━━ Page

I first heard this singing in Sinj a few months ago and was captivated listening to the artists. Each song lasts as long as the lead singer can hold his or her breath.
Song themes range from social issues, politics, and love – not much different from today’s music, really. The survival of the Ojkanje singing is in part due to local groups who perform at festivals and the tradition being passed down to younger generations.
2. Lacemaking In Croatia
Lacemaking in Croatia began during the Renaissance period, when it spread throughout Europe and the Mediterranean. Croatian’s used lace initially to make ecclesiastical garments or ornaments for clothing and tablecloths. Recognized as an essential part of the Croatian culture, it was inscribed by UNESCO to the list in 2009.
Lacemaking traditions are a deep part of the Croatian Culture, and lace has increased in popularity over the years, thanks to some unique patterns and designs. The process of lacemaking involves embellishing a spider web pattern with geometrical motifs. It is often taught by an older woman who offers a 12-month long course to learn the complicated techniques.

━━━━

§ **Work instructions**:
a) Revise the passage on Croatian traditions from "Song themes range" to "to younger generations.", giving that part again with "festivals" changed to "concerts".
b) Carry on the passage on Croatian traditions from the point where it stops.
The material below the passage comes from a separate source.

━━ Excerpted records

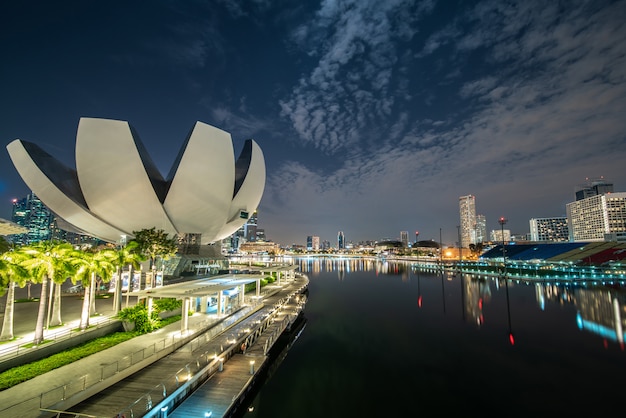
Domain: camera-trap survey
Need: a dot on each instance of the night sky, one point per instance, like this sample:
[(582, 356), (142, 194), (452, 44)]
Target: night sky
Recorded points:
[(373, 116)]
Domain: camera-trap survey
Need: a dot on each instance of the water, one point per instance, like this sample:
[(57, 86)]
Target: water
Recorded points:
[(384, 340)]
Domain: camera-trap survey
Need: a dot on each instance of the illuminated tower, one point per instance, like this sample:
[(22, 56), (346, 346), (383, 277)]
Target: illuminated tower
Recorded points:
[(404, 238), (250, 228), (30, 212), (467, 211), (341, 241)]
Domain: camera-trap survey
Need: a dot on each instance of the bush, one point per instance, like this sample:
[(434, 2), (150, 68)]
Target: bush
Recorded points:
[(167, 304), (138, 314)]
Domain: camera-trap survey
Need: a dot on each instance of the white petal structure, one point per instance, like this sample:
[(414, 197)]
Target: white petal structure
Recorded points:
[(116, 188)]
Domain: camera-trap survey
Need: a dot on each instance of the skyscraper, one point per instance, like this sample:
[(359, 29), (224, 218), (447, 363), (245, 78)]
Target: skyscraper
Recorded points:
[(481, 229), (549, 229), (404, 238), (467, 211), (593, 187), (596, 217), (31, 213), (250, 227)]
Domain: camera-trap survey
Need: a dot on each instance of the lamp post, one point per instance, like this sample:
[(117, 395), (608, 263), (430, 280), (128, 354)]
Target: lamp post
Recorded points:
[(503, 221), (458, 232)]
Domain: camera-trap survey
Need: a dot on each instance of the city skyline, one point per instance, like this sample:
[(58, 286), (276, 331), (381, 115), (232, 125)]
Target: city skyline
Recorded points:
[(373, 117)]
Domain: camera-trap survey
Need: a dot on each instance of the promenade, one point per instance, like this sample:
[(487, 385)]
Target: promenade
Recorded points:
[(119, 378)]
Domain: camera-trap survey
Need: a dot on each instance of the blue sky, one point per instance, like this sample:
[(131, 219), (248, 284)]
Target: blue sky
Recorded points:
[(374, 116)]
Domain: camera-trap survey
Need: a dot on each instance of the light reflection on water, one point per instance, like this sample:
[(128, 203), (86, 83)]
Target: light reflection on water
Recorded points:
[(386, 339)]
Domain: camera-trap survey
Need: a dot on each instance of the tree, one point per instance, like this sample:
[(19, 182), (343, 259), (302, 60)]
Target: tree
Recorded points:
[(90, 265), (11, 274), (4, 245), (130, 256), (476, 249), (155, 243), (46, 261)]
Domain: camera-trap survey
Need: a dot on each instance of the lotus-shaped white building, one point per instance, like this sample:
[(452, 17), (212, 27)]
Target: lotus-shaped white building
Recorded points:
[(116, 188)]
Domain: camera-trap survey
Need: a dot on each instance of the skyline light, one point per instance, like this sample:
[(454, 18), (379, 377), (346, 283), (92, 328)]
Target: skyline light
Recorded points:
[(374, 117)]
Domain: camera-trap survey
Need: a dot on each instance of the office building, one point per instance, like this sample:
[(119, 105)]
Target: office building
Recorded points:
[(481, 229), (549, 229), (598, 218), (312, 243), (31, 213), (593, 187), (498, 234), (250, 228), (467, 211), (404, 238)]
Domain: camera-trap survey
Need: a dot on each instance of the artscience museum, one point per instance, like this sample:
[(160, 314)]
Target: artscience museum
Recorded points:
[(116, 188)]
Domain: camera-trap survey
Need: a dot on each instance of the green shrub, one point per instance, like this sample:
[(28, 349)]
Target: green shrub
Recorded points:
[(139, 315), (167, 304)]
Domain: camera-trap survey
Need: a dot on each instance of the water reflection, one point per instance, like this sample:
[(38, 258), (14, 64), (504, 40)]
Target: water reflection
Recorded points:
[(600, 309)]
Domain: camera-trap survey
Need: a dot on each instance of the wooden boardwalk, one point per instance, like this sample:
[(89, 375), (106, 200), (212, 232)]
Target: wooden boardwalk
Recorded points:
[(140, 393), (224, 390), (218, 394)]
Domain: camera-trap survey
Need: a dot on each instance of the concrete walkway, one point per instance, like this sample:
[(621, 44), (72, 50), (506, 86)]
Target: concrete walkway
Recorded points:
[(75, 382)]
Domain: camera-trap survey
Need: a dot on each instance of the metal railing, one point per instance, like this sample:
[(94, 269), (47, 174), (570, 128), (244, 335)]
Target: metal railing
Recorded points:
[(50, 337)]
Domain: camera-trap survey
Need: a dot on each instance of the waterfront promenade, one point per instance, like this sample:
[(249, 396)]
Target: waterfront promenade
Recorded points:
[(124, 377)]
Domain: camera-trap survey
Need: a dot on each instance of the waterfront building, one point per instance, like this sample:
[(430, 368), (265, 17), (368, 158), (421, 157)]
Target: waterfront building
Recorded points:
[(481, 229), (259, 247), (404, 238), (549, 229), (31, 213), (116, 188), (312, 243), (598, 218), (250, 227), (467, 211), (11, 228), (593, 187), (500, 235)]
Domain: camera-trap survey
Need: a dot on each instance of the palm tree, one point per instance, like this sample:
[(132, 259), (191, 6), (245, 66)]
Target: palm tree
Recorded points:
[(11, 274), (67, 269), (90, 265), (155, 243), (45, 261), (130, 256)]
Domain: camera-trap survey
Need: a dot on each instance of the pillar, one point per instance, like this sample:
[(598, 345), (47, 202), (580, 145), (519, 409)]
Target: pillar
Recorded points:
[(184, 322), (220, 302)]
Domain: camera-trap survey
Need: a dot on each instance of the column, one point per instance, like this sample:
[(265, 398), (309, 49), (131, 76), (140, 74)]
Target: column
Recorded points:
[(220, 302), (184, 317)]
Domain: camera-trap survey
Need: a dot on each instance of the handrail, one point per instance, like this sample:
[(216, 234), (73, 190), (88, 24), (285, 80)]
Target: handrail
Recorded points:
[(14, 351)]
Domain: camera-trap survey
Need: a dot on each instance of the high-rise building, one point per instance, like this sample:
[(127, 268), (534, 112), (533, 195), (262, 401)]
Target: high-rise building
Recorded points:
[(312, 243), (549, 229), (499, 235), (598, 218), (341, 241), (31, 213), (593, 187), (404, 238), (467, 211), (481, 229)]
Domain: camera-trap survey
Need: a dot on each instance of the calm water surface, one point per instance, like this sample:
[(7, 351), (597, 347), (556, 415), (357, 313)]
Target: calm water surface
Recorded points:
[(383, 339)]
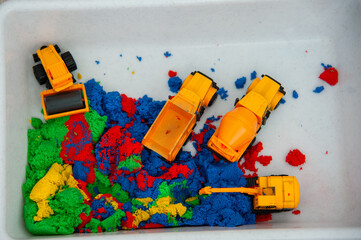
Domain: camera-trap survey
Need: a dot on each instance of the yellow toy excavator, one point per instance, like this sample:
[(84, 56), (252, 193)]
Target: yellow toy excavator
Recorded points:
[(63, 97), (270, 194)]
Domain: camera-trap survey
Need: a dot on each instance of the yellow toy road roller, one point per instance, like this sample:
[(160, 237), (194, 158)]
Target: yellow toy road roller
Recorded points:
[(63, 97)]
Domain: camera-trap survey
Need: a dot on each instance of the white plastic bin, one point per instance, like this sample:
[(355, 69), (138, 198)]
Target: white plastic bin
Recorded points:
[(286, 39)]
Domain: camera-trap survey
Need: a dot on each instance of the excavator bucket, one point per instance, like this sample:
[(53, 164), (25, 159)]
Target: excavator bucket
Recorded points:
[(70, 101)]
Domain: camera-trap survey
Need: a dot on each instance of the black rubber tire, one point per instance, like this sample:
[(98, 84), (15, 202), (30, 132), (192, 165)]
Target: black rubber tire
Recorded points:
[(57, 48), (69, 61), (40, 74), (36, 57), (213, 99)]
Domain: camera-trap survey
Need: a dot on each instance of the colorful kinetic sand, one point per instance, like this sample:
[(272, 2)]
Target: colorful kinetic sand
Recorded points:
[(97, 179)]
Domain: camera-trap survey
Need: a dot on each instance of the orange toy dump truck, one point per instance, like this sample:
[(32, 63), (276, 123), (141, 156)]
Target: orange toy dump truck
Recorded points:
[(270, 194), (239, 127), (178, 117), (63, 98)]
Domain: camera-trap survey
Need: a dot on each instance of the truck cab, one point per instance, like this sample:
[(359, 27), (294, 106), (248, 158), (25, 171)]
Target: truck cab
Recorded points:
[(178, 117)]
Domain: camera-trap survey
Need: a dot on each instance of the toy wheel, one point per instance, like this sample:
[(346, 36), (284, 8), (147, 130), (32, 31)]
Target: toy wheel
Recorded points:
[(48, 85), (236, 101), (213, 99), (200, 113), (214, 85), (36, 57), (251, 181), (178, 154), (69, 61), (57, 48), (40, 74), (64, 102), (265, 118), (251, 144)]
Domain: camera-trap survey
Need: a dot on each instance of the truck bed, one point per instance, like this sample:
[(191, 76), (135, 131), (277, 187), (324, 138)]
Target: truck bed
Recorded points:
[(169, 131)]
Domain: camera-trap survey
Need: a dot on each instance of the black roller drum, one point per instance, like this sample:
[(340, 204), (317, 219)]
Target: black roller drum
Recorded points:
[(64, 102)]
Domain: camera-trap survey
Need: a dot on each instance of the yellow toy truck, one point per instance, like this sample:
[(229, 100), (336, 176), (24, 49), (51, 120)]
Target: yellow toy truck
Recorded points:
[(179, 115), (270, 194), (239, 127), (63, 98)]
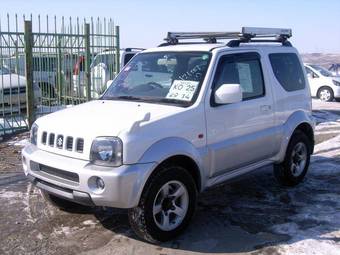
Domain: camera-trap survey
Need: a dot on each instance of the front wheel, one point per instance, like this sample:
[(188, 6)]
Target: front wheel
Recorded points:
[(167, 204), (295, 165)]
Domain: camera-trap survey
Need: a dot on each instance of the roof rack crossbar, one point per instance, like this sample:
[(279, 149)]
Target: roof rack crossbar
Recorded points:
[(247, 34)]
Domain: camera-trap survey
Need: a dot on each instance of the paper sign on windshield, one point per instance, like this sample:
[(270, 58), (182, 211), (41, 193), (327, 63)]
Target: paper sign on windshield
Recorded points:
[(182, 90)]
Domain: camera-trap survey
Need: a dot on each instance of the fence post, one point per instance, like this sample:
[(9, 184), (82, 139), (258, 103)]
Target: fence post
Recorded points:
[(117, 48), (28, 38), (87, 62), (59, 86)]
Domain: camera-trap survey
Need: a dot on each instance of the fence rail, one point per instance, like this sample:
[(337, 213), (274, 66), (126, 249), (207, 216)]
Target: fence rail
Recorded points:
[(47, 64)]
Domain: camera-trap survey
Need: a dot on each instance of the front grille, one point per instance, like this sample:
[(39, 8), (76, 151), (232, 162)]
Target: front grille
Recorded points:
[(80, 145), (69, 143), (14, 91), (63, 142), (51, 140), (60, 141), (44, 138), (59, 173)]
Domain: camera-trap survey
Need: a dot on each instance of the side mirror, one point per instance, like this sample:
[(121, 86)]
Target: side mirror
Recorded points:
[(228, 94), (108, 83)]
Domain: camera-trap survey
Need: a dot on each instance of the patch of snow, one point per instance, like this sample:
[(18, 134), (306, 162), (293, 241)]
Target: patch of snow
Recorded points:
[(89, 222), (20, 143)]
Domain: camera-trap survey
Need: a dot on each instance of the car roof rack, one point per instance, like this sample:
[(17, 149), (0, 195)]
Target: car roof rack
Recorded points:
[(247, 35)]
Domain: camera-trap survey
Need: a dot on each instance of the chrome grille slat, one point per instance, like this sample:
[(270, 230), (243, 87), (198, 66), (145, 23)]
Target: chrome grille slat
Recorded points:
[(51, 139), (69, 143)]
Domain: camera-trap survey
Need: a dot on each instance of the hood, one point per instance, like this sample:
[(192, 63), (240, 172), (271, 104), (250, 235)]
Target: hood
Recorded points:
[(98, 118), (12, 81)]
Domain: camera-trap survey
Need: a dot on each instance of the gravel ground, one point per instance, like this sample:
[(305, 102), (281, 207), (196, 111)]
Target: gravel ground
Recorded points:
[(251, 215)]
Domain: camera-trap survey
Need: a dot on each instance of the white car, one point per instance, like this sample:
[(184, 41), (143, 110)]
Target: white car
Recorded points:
[(323, 84), (13, 92), (176, 120)]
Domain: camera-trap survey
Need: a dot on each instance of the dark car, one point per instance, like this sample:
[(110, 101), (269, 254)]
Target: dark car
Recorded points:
[(335, 69)]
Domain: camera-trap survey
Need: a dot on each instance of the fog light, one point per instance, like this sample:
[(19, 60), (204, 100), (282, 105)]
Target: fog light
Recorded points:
[(100, 183), (96, 184)]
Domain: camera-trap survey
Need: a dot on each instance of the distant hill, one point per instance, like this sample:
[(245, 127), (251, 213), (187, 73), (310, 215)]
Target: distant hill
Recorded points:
[(324, 59)]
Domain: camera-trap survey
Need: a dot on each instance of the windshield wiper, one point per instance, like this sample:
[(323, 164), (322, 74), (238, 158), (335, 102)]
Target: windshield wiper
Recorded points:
[(173, 101)]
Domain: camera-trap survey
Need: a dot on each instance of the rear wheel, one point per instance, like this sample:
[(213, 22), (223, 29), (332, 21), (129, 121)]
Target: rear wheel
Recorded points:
[(295, 165), (167, 204), (326, 94), (47, 91)]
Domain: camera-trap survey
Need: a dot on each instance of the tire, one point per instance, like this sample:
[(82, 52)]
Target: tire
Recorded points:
[(326, 94), (47, 90), (60, 203), (295, 165), (148, 219)]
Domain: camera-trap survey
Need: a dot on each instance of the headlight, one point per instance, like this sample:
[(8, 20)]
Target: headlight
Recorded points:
[(34, 134), (336, 83), (107, 151)]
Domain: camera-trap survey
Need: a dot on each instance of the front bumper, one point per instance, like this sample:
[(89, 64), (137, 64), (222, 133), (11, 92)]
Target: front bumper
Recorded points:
[(73, 179)]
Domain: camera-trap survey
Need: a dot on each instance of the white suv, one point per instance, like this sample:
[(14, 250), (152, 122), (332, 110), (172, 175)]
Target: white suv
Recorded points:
[(178, 119), (322, 83)]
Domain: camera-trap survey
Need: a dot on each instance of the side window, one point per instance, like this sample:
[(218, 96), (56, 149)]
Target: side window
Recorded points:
[(244, 69), (288, 71)]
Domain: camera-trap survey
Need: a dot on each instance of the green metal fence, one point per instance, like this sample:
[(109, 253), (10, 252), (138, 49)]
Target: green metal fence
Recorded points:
[(48, 63)]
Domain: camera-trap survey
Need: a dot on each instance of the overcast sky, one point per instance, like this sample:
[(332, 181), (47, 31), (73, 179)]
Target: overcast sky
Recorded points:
[(315, 23)]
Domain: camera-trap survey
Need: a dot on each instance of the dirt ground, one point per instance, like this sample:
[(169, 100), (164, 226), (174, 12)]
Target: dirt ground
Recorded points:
[(251, 215)]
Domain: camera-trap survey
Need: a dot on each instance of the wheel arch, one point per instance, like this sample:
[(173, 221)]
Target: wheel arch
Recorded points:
[(175, 150)]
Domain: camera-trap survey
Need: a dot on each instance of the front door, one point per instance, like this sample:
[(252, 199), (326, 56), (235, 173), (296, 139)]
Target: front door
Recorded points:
[(242, 133)]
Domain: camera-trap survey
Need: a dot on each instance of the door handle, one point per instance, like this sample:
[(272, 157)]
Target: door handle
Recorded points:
[(265, 108)]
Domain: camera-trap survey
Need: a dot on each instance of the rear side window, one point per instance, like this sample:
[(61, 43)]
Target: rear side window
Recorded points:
[(288, 71)]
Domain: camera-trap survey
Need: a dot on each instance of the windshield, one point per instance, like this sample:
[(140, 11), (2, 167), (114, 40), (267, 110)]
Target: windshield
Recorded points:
[(4, 70), (323, 71), (166, 77), (106, 59)]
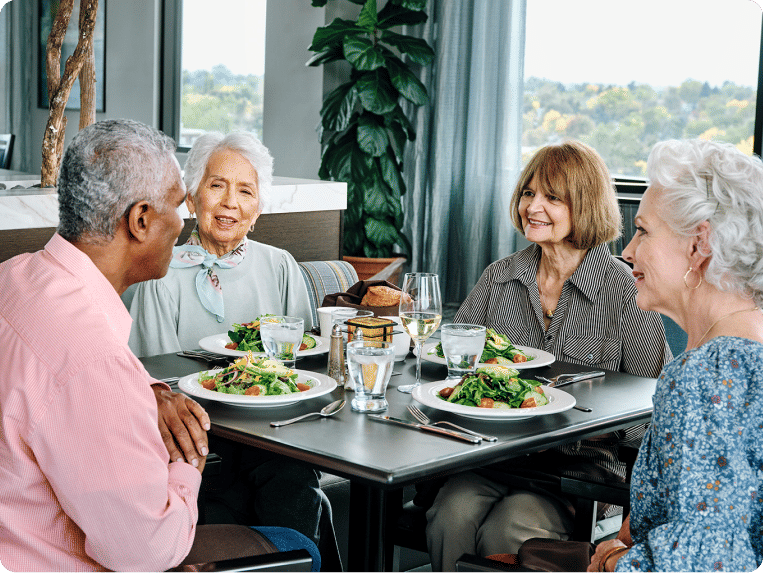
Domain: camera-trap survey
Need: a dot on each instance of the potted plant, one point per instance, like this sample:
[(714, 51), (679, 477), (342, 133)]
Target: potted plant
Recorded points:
[(363, 127)]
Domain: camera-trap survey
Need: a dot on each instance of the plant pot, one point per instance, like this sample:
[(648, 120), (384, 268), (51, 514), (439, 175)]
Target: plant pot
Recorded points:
[(366, 267)]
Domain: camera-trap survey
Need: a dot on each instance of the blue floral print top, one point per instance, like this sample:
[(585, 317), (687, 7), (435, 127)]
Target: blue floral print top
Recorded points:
[(697, 486)]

━━━━

§ **Results by task**:
a)
Song themes range from social issues, politics, and love – not much different from today’s music, really. The survival of the Ojkanje singing is in part due to local groups who perform at concerts and the tradition being passed down to younger generations.

b)
Those interested in learning about lace may want to visit the beautiful International Lace Festival celebrated in Lepoglava in northern Croatia or on the Adriatic Island of Hvar, where lace is made of aloe leaves exclusively created by the Benedictine nuns. The International Lace festival on Pag Island is now in its 6th year and includes a lacemaking workshop.
For a long time, rural women have created lace as a source of income, and you can still find women in villages creating masterpieces that are for sale.
3. Sinjska Alka. A Knights’ Tournament In Sinj
Beginning in 1715, the town of Sinj holds a unique annual equestrian event. Held on the first Sunday of August, the event consists of an equestrian competition where suited horsemen knights gallop at full speed, armed with a lance to attempt to secure a metal ring called the ‘Alka,’ which is suspended several meters from the ground.
We were invited to this Croatian Culture spectacular this year and can’t wait to visit again next year.
The entire community supports the knights selected from the local Alka club for this event. Preparations for the event and restoration of the equipment, clothing, and accessories are all carried out by proud locals.
The Sinjiska Alka is one of the only remaining examples of medieval competitions held in Croatia until the 19th century. Inscribed on UNESCO’s list in 2010, the Alka competition has become an essential part of local history.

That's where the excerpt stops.